WHAT YOU WILL DO
What follows is a block of records; restate each one word for word.
RECORDS FOR THE TASK: Begin
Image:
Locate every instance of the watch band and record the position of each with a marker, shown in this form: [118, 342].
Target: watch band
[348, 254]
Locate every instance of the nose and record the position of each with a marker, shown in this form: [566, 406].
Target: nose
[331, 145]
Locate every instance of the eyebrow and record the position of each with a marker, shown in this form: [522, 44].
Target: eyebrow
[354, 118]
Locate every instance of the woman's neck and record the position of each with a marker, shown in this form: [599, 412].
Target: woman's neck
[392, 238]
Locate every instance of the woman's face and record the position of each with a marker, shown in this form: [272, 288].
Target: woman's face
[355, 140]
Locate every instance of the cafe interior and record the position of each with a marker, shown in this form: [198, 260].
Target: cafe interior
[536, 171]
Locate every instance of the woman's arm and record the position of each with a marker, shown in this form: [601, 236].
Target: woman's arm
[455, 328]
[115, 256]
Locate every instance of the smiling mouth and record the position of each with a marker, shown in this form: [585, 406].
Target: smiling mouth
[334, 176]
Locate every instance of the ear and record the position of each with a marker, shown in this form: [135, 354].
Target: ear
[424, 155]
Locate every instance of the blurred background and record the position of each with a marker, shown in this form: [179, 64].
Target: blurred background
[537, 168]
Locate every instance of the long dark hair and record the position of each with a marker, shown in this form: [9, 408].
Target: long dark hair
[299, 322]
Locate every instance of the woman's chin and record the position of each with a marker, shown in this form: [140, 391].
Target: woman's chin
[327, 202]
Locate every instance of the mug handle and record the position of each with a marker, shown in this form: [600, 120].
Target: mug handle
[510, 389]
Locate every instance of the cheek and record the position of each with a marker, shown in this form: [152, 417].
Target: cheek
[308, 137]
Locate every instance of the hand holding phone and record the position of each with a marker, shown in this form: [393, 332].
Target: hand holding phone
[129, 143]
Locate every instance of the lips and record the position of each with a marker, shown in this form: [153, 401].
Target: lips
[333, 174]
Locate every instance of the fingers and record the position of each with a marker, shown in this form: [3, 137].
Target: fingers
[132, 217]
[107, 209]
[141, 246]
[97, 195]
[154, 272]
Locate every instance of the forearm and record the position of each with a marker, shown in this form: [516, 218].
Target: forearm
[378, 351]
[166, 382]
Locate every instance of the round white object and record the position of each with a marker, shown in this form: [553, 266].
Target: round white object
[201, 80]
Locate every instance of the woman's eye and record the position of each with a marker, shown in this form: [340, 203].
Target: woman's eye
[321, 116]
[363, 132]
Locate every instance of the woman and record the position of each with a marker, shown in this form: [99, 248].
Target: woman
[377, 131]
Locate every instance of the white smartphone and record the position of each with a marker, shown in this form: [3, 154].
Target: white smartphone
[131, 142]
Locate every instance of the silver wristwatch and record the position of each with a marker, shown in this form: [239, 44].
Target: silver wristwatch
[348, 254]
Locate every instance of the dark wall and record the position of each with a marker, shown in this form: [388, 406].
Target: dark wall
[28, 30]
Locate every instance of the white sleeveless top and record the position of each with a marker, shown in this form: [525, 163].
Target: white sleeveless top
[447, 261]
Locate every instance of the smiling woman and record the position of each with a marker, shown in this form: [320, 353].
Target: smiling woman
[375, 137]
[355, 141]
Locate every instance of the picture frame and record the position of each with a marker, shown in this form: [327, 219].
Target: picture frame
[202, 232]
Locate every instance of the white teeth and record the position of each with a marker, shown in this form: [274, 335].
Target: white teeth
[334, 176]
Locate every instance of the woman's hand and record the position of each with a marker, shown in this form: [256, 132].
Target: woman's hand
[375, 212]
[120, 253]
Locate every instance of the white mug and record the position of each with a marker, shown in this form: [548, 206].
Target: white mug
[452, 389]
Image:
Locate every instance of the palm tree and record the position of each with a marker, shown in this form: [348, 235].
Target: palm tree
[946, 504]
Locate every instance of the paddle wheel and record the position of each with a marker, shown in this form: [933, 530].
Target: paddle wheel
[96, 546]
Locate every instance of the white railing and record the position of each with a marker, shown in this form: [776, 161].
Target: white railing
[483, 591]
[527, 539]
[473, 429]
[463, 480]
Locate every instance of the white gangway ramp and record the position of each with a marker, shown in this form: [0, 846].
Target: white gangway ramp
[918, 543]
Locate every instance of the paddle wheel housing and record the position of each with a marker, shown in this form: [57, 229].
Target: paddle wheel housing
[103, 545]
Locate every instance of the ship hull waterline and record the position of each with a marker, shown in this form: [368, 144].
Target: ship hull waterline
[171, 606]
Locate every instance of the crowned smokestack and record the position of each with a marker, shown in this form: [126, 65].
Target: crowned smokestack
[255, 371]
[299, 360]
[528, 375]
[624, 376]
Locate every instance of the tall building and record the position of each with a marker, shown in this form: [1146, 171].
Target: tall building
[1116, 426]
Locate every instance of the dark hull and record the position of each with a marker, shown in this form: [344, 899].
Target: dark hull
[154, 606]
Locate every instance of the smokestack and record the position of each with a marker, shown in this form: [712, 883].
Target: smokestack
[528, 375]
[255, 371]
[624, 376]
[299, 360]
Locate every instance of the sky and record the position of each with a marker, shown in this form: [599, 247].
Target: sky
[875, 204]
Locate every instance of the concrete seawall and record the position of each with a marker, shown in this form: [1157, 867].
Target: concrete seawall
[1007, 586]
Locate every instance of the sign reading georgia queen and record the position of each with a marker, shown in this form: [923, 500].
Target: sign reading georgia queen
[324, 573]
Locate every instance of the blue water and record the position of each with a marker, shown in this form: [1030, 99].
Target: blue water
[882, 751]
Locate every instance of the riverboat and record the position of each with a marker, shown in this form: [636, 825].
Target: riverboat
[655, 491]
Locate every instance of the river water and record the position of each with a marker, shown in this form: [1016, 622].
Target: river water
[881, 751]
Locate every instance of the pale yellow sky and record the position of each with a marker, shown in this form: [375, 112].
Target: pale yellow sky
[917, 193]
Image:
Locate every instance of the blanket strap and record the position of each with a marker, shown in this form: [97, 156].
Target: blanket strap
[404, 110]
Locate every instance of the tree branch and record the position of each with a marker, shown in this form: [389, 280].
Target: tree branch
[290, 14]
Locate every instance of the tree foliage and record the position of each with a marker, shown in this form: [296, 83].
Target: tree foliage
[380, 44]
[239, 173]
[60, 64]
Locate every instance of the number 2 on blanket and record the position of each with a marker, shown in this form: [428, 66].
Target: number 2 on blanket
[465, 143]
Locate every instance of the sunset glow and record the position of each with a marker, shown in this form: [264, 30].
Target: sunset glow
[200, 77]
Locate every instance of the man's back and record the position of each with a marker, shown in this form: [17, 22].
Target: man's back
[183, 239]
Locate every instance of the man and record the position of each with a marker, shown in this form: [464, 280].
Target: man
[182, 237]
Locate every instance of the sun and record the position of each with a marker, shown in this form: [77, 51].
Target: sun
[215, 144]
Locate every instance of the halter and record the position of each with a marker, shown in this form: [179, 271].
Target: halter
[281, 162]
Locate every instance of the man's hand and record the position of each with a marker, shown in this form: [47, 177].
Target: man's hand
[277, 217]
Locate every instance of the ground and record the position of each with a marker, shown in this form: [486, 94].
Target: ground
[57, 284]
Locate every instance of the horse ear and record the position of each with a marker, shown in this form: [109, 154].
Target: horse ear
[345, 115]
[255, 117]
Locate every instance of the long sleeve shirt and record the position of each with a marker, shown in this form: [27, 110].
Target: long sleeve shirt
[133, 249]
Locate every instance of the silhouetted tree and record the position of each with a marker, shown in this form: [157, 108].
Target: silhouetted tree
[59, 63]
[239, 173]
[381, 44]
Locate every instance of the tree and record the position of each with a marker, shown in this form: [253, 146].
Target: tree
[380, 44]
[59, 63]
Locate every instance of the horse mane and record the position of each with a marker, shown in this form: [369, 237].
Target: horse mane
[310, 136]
RECORDS FOR THE TASK: End
OUTPUT OF THE EXERCISE
Image:
Locate every instance of the watch band and record the position of each with a marker, shown in this form: [118, 342].
Target: watch band
[348, 254]
Locate every instance of the nose and record the position of each with a marker, shown in this form: [566, 406].
Target: nose
[331, 145]
Locate every instance of the eyebrow and record the position of each with a marker, shown in this form: [522, 44].
Target: eyebrow
[354, 118]
Locate every instance of the woman's neck and record the position of each with a marker, shown in this form: [599, 412].
Target: woman's neck
[392, 238]
Locate every instance of the woman's face and record the position of each with a marker, shown in this form: [272, 288].
Target: woman's face
[355, 140]
Locate every instance of the cafe interior and record the position of each with a marker, shown in this form: [198, 260].
Target: cafe interior
[536, 171]
Locate every instance of the woman's arm and record the position of each with a marker, shown in this form: [601, 236].
Target: woman's arm
[455, 328]
[115, 256]
Locate every instance of the smiling mouth and record the position of each with a marker, shown in this form: [585, 406].
Target: smiling mouth
[334, 176]
Locate every instance of the ear and record the position of each with a marker, shown in this form: [135, 354].
Target: ear
[424, 155]
Locate every instance of the blurred background and record the position of each with a marker, shown in this form: [179, 64].
Target: blurred background
[537, 168]
Locate every instance of the long dark hair and record the position of each with a marker, shown in this form: [9, 408].
Target: long dark hair
[299, 322]
Locate every instance of the woman's chin and record the position of each with a marker, shown in this form: [140, 391].
Target: woman's chin
[327, 202]
Locate every instance of the mug handle and record the position of each with a marker, shown in this form: [600, 120].
Target: mug handle
[510, 389]
Locate every instance of the cheek and record the position of each with a marker, shown in this form: [152, 417].
Target: cheek
[308, 137]
Locate every instance of the hand holding phone and record the position of each with a marker, shown in this form: [393, 332].
Target: hand holding phone
[129, 143]
Locate every instance of the lips and record the position of each with a marker, shown in this form: [153, 401].
Target: lips
[333, 174]
Locate every instance of the fingers and record the position of each with a marker, shown in this form: [3, 137].
Target: fingers
[132, 217]
[107, 209]
[141, 246]
[97, 195]
[154, 272]
Locate every instance of the forearm and record the position of each with a marker, shown in this form: [516, 218].
Target: forearm
[378, 351]
[166, 382]
Locate every instance of the round white object and record the position of each with a marker, shown in this form: [553, 266].
Target: round white object
[201, 80]
Locate every instance of the woman's eye and record the position of each with a marker, shown in this form: [340, 203].
Target: woman's eye
[321, 116]
[363, 132]
Locate every instance of the woman and record the position of each with a marker, shown in this form: [99, 248].
Target: woman
[377, 131]
Locate every instance of the white smartphone and record the position of each with a marker, shown in this form: [3, 154].
Target: white smartphone
[131, 142]
Locate every instance of the silver wristwatch and record the position of each with a marker, shown in this form: [239, 44].
Target: silver wristwatch
[348, 254]
Locate every instance of the dark wall and record the position of each with a marker, shown in this form: [388, 406].
Target: dark wall
[28, 30]
Locate every instance of the white sleeveless top and record the position of each with a marker, shown in this form: [525, 163].
Target: white sleeveless top
[447, 261]
Locate every instance of the smiling woman and record the position of each with a marker, shown in this form: [320, 353].
Target: smiling woman
[375, 137]
[355, 141]
Locate every instance of the picture frame and record the position of each with a marker, shown in this form: [327, 219].
Target: picture frame
[202, 232]
Locate every instance of the white teeth and record the position of each with a marker, shown in this form: [274, 335].
Target: white teeth
[334, 176]
Locate every instance of the woman's hand and record the position of each with a marker, shown in this form: [256, 132].
Target: woman's hand
[375, 212]
[120, 253]
Locate every instance of the white mug and record the position of each with a marker, shown in this form: [548, 206].
Target: white mug
[452, 389]
Image:
Locate every instance of the palm tree and record the position of each with a marker, shown in this form: [348, 235].
Target: palm tree
[946, 504]
Locate every instance of the paddle wheel and record the position of each with a marker, shown in this form: [933, 530].
Target: paddle wheel
[96, 546]
Locate every instance of the white railing and record the position of each with a marker, shown in this form: [776, 161].
Target: white railing
[483, 591]
[527, 539]
[473, 429]
[463, 480]
Locate every instance of the white gangway ramp and record the position of each with a marker, shown in this form: [0, 846].
Target: white gangway ramp
[918, 543]
Locate every instance of the paddle wheel housing and record the position of each with a marker, shown in this form: [57, 229].
Target: paddle wheel housing
[103, 545]
Locate every instance of the ship hull waterline and record the position of each with a marker, shown in this form: [368, 144].
Target: ship hull waterline
[171, 606]
Locate every instance of the crowned smokestack and record the position of each with a marker, shown in this form: [126, 65].
Target: crowned smokestack
[255, 371]
[299, 360]
[528, 375]
[624, 376]
Locate every instance of the tall building and record the position of each with a marker, shown in this form: [1146, 171].
Target: tall building
[1116, 426]
Locate every instance of the dark hull and record the position of each with a marker, shown in this form: [344, 899].
Target: dark hull
[154, 606]
Locate every instance of the smokestack and record the position of each with a marker, shown in this form: [712, 883].
Target: smokestack
[528, 375]
[255, 371]
[624, 376]
[299, 360]
Locate every instance of the sky and record the position of each with a marker, shown in this form: [599, 247].
Target: sky
[875, 204]
Locate every instance of the concrete seawall and record the position of each with a marker, shown in this form: [1157, 867].
Target: concrete seawall
[1007, 586]
Locate every instance of the sign reading georgia queen and record the position of each with a marker, shown in this form: [923, 500].
Target: sign reading georgia queen
[324, 573]
Locate every instance of the blue water and record the position of each with a marker, shown in this form: [1030, 99].
Target: blue water
[882, 751]
Locate every instance of the riverboat and record the position of each with a marker, shown in this form: [636, 825].
Target: riverboat
[655, 491]
Locate every instance of the river water and record the position of each with a marker, shown in this form: [1016, 622].
Target: river water
[881, 751]
Locate every instance of the pale yellow sky and record the position of each with a marker, shown in this form: [375, 112].
Target: pale yellow sky
[917, 193]
Image:
Locate every instance of the blanket strap and record the position of each with a marker, shown in this form: [97, 156].
Target: blanket strap
[404, 110]
Locate every instance of the tree branch and record the position of each with a marker, shown in this form: [389, 280].
Target: tree branch
[290, 14]
Locate every instance of the tree foliage and record the position of each with a marker, shown in this form: [296, 83].
Target: tree foliage
[380, 44]
[239, 173]
[60, 64]
Locate every instance of the number 2 on blanket and record the position of each with a marker, shown in this form: [428, 66].
Target: number 2 on blanket
[465, 143]
Locate every instance of the sunset glow and record the position of each with a marker, shown in this form: [264, 30].
Target: sunset glow
[200, 77]
Locate every instance of the man's back and record the position of each with a marker, shown in this form: [17, 22].
Target: man's back
[183, 239]
Locate every instance of the man and record the position of each with a marker, shown in this form: [464, 280].
Target: man
[182, 237]
Locate every instance of the sun and record the position of each with a marker, shown in this form: [77, 51].
Target: sun
[215, 144]
Locate every instance of the halter and record the position of each with a marker, shown in this form: [179, 271].
Target: halter
[281, 162]
Locate every instance of the man's hand and record the position of each with a marker, shown in this form: [47, 177].
Target: man's hand
[277, 217]
Locate every instance of the ground and record the position of each with a marker, shown in this form: [486, 94].
Target: ground
[57, 284]
Locate every instance of the horse ear and record the position of each with a marker, shown in this form: [109, 154].
Target: horse ear
[345, 115]
[255, 117]
Locate every instance of the long sleeve shirt and record the position of each with a marker, shown in this form: [27, 110].
Target: long sleeve shirt
[133, 249]
Locate every instance of the silhouetted tree and record the position of each with a marker, shown in this form: [157, 108].
Target: silhouetted tree
[59, 63]
[239, 173]
[381, 44]
Locate every instance of the tree and record the position of each with a marker, shown in this form: [253, 146].
Target: tree
[380, 44]
[59, 63]
Locate every instance of the horse mane and record the position of each with a marker, shown in this form: [369, 237].
Target: horse mane
[310, 136]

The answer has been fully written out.